> _Texte source_
/---
Rafed Ryad Ben Zami est plutôt discret. Il consacre ses journées à la cathédrale de Saint-Joseph et Sainte-Thérèse du quartier de Karada à Bagdad. Tout au long de l’année, il y organise la vie sociale et culturelle de sa communauté catholique, mais à l’approche de Noël, il enfile son costume rouge pour rassembler les enfants de toutes religions.
De notre correspondante à Bagdad,
« Habituellement, je viens à l’église et j’assure mon service, mais je n’interagis pas beaucoup avec les gens », sourit timidement Rafed Ryad Ben Zami justifiant sa retenue. Assis dans le couloir menant à la chapelle de prière de la cathédrale Saint-Joseph et Sainte-Thérèse de Bagdad, il s’exprime doucement, fait des phrases courtes quand il s’agit de parler de lui, mais change du tout au tout lorsqu’il aborde son identité secrète. « Je suis surexcité quand j’enfile mon costume de Père Noël, on saute partout, on danse, on fait vraiment la fête », rigole-t-il.
\---
> _Données fournies_
/---
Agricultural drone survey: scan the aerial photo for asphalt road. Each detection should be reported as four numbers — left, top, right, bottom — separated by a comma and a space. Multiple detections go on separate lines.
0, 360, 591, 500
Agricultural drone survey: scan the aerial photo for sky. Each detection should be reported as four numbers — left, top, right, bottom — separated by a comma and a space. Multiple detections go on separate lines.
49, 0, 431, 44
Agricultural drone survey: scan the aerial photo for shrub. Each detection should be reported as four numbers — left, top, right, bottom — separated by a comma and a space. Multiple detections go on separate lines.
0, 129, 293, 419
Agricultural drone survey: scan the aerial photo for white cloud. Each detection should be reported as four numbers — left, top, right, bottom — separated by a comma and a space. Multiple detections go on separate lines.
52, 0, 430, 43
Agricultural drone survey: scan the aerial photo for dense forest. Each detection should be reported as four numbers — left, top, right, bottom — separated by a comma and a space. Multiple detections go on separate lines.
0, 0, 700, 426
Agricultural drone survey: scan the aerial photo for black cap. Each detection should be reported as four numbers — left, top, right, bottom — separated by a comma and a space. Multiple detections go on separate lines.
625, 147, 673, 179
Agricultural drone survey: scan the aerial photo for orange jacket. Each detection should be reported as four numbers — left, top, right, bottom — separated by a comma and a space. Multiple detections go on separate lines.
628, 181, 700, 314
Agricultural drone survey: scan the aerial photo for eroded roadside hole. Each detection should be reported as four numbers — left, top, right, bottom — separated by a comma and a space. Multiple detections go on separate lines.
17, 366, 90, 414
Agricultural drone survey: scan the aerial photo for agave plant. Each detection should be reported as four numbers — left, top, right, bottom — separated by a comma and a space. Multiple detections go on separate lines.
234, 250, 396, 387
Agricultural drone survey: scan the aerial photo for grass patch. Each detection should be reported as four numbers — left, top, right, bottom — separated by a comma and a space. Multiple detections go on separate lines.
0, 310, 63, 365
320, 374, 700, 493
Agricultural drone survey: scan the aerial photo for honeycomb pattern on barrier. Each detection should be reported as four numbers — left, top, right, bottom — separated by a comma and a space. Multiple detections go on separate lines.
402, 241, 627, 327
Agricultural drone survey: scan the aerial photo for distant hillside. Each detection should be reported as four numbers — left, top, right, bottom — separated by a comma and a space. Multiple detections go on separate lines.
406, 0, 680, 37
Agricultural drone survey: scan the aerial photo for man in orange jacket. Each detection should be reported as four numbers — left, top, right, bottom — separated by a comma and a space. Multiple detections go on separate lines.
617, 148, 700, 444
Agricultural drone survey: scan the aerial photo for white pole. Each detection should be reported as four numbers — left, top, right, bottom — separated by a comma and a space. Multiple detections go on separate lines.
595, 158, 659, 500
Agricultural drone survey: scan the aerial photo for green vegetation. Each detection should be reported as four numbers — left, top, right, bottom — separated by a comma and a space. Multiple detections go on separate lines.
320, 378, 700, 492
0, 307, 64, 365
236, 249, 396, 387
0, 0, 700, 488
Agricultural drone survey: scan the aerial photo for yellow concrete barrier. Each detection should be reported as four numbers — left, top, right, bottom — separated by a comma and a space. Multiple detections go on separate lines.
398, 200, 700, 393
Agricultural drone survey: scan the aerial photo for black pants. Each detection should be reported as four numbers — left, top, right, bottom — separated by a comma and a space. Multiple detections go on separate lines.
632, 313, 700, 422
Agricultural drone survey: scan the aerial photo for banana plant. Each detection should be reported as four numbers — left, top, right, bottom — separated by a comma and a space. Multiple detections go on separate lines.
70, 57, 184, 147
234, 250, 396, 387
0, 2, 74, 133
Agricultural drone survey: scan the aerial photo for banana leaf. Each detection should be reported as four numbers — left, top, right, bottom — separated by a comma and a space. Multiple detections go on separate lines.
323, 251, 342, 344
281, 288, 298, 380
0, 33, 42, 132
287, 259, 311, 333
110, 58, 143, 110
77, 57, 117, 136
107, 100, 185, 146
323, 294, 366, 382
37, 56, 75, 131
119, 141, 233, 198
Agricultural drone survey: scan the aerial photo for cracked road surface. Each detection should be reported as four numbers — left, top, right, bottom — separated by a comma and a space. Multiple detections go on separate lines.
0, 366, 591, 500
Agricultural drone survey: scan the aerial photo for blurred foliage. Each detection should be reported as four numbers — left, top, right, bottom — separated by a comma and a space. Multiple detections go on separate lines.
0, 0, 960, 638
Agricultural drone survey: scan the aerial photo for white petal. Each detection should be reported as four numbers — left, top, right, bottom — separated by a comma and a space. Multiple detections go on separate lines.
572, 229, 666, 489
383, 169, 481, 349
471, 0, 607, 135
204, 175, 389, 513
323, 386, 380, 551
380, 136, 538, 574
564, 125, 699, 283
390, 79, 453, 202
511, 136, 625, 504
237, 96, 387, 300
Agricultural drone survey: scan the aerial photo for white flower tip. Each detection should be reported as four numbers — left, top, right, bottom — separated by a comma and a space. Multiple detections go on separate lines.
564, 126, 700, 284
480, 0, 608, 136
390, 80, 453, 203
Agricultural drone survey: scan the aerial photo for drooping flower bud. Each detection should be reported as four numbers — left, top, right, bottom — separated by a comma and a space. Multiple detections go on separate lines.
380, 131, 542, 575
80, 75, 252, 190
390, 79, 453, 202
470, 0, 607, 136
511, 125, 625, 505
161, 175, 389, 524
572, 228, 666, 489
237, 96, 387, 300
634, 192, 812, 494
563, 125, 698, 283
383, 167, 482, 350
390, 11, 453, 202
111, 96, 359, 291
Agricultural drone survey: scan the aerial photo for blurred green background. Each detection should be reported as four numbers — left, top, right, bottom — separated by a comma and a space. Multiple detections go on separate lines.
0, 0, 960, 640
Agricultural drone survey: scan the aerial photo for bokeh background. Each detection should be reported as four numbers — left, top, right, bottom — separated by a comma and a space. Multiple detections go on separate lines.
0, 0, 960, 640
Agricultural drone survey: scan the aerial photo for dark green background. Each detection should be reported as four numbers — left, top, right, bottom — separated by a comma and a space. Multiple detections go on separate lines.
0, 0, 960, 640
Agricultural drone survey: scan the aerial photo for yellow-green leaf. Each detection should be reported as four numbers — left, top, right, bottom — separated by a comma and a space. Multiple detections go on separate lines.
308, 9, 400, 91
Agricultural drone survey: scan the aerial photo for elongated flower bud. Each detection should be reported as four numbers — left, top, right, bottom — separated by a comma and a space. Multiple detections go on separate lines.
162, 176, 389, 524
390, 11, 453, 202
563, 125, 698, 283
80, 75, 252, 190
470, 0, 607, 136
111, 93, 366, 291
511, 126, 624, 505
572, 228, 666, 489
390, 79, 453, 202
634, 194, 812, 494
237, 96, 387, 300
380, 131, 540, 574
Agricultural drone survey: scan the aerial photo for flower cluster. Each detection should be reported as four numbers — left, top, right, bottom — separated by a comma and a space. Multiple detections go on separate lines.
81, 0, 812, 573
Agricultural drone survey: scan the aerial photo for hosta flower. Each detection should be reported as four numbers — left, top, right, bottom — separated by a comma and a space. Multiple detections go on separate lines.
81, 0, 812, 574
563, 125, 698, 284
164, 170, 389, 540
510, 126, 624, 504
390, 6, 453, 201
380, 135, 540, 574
\---
> _Consigne_
D'après le texte source, dans quelle cathédrale Rafed Ryad Ben Zami passe-t-il ses journées ?

> _Réponse complète_
La cathédrale de Saint-Joseph et Sainte-Thérèse, dans le quartier de Karada à Bagdad.